>> START Supplied information

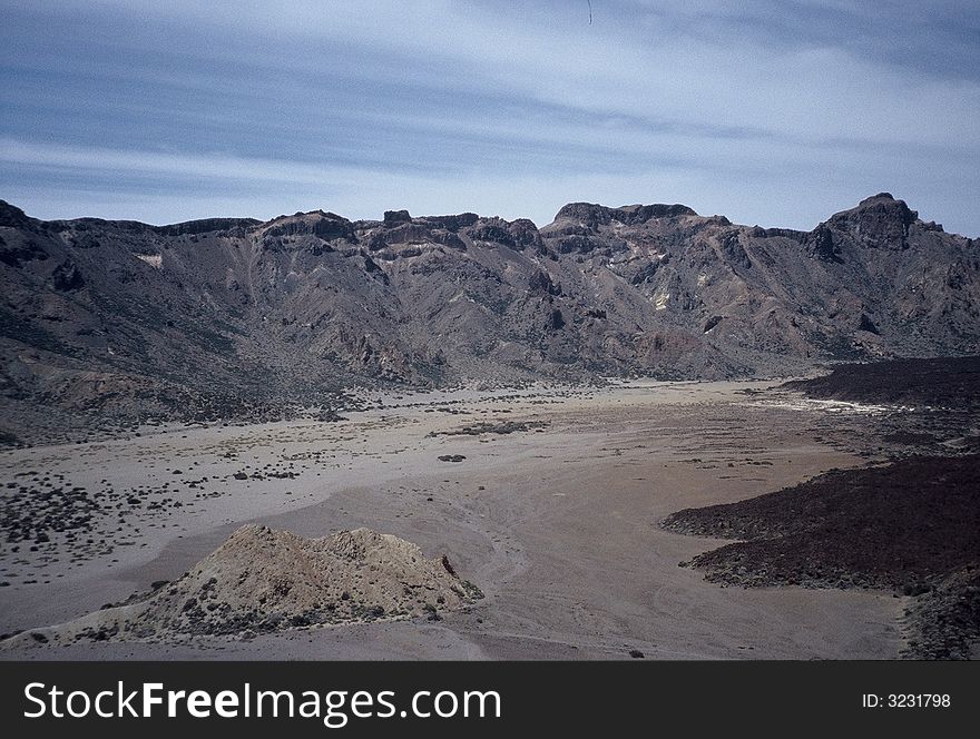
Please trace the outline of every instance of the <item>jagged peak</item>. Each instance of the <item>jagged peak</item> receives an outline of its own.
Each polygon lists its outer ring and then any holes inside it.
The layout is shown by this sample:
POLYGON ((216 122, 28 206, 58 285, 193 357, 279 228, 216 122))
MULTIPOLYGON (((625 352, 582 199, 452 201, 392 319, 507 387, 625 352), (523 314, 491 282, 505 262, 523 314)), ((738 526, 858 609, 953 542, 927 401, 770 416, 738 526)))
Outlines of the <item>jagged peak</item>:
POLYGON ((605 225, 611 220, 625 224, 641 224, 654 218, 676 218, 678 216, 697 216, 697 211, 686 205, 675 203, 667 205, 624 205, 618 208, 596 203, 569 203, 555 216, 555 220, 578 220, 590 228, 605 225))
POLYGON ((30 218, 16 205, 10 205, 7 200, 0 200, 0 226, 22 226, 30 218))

>> END Supplied information
>> START Supplied information

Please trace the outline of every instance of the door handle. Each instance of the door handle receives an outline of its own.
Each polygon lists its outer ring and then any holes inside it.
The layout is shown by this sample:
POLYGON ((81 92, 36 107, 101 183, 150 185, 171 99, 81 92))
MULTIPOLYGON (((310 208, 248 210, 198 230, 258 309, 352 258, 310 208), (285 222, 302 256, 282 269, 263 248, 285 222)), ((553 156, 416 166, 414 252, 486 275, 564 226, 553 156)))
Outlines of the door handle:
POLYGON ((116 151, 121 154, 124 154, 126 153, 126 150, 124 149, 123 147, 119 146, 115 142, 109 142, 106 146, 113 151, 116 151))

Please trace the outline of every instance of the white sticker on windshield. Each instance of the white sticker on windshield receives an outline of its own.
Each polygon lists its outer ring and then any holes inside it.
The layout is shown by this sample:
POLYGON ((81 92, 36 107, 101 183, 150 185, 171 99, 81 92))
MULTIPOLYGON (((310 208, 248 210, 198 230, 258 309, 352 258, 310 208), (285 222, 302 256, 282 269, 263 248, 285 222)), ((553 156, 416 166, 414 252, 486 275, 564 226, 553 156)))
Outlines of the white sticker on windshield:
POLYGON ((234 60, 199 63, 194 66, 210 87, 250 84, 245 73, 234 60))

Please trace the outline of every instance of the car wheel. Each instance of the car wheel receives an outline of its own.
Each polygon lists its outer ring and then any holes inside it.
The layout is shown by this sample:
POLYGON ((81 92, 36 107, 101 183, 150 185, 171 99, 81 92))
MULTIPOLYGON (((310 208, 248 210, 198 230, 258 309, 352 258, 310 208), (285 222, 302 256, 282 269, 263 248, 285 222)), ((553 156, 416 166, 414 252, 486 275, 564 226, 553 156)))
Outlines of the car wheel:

>> END Supplied information

Copy the entry lines word for word, starting with the line that contains "Please trace the outline of every instance of the <item>jagged" and going on through the line that contains "POLYGON ((216 122, 28".

Please trace the outline of every instance of the <item>jagged peak</item>. Each instance of the <item>jagged peak</item> receives an outline of its own.
Each polygon lists its outer ring and then any holes inside it.
The layout is shown by this sample:
POLYGON ((216 122, 28 206, 58 285, 193 357, 279 228, 216 122))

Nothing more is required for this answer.